» Challenge: Please rewrite the records below with "even-odd rule" changed to "nonzero winding rule" everywhere and nothing else altered, and omit the pictures from your answer.

* begin *

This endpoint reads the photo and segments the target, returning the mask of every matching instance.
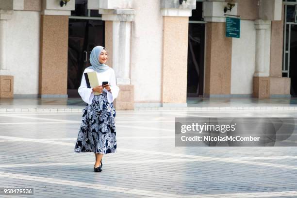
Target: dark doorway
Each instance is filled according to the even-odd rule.
[[[297,97],[297,25],[291,26],[290,45],[290,68],[289,77],[291,78],[291,95]]]
[[[205,24],[202,16],[202,2],[189,18],[187,97],[203,97]]]
[[[76,1],[69,16],[68,40],[68,98],[78,98],[84,69],[90,66],[90,53],[98,45],[104,46],[104,22],[98,11],[87,10],[87,1]]]
[[[297,2],[284,1],[282,77],[291,78],[290,94],[297,97]]]

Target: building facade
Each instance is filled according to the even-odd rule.
[[[0,98],[79,97],[97,45],[117,109],[297,94],[295,0],[67,1],[0,0]],[[239,38],[227,17],[240,19]]]

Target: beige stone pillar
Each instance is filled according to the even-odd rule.
[[[187,70],[189,16],[196,0],[180,4],[161,0],[163,43],[161,102],[163,107],[187,106]]]
[[[224,1],[203,2],[206,32],[204,96],[230,97],[231,91],[232,38],[226,36]],[[237,4],[226,14],[237,15]]]
[[[120,88],[114,102],[118,110],[134,109],[134,85],[131,84],[130,78],[130,43],[131,23],[134,20],[135,11],[127,8],[127,2],[104,0],[99,4],[99,13],[105,21],[108,65],[114,69],[116,84]]]
[[[13,10],[0,9],[0,98],[14,97],[14,76],[6,62],[7,23],[11,18]]]
[[[41,16],[39,93],[41,98],[67,98],[68,16],[74,1],[61,7],[44,0]]]

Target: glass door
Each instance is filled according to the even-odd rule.
[[[203,97],[204,75],[205,21],[202,0],[197,0],[196,9],[189,17],[187,97]]]
[[[98,10],[87,9],[86,0],[76,0],[69,18],[67,94],[79,98],[78,89],[83,70],[90,65],[91,51],[104,46],[104,22]]]

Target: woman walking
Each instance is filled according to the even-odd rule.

* end *

» Task output:
This endpoint reads the photo and segments the target, returning the mask of every matching instance.
Target: dark doorway
Each instance is filled according to the nonzero winding rule.
[[[297,97],[297,25],[291,26],[290,45],[290,68],[289,77],[291,78],[291,95]]]
[[[205,24],[202,16],[202,2],[189,18],[187,97],[203,97]]]
[[[76,1],[69,16],[68,40],[68,98],[78,98],[84,69],[90,66],[90,53],[98,45],[104,46],[104,22],[98,11],[87,10],[87,1]]]
[[[297,2],[284,1],[282,77],[291,78],[290,94],[297,97]]]

Target: building facade
Each instance is filled according to the nonzero winding rule.
[[[0,98],[79,97],[97,45],[117,109],[297,94],[295,0],[67,1],[0,0]],[[239,38],[227,17],[240,19]]]

Target: beige stone pillar
Each instance is filled according to the nonzero winding rule.
[[[187,70],[189,16],[196,0],[180,4],[161,0],[163,43],[161,102],[163,107],[187,106]]]
[[[224,1],[203,2],[206,32],[204,96],[230,97],[231,91],[232,38],[226,36]],[[237,4],[226,14],[237,15]]]
[[[120,88],[114,102],[118,110],[134,109],[134,85],[131,84],[130,78],[130,43],[131,23],[134,20],[135,11],[127,8],[127,2],[104,0],[99,4],[99,13],[105,21],[108,65],[114,69],[116,84]]]
[[[13,10],[0,9],[0,98],[14,97],[14,76],[6,62],[7,23],[11,18]]]
[[[41,16],[39,93],[41,98],[67,98],[68,16],[74,1],[61,7],[44,0]]]

Target: glass door
Each instance is filled according to the nonzero winding rule.
[[[203,97],[204,75],[205,21],[202,0],[197,0],[196,9],[189,17],[187,97]]]
[[[98,10],[87,9],[86,0],[76,0],[69,18],[67,94],[79,98],[78,89],[83,70],[90,65],[91,51],[104,46],[104,22]]]

Target: woman walking
Each instance is filled according to the nonzero winding rule.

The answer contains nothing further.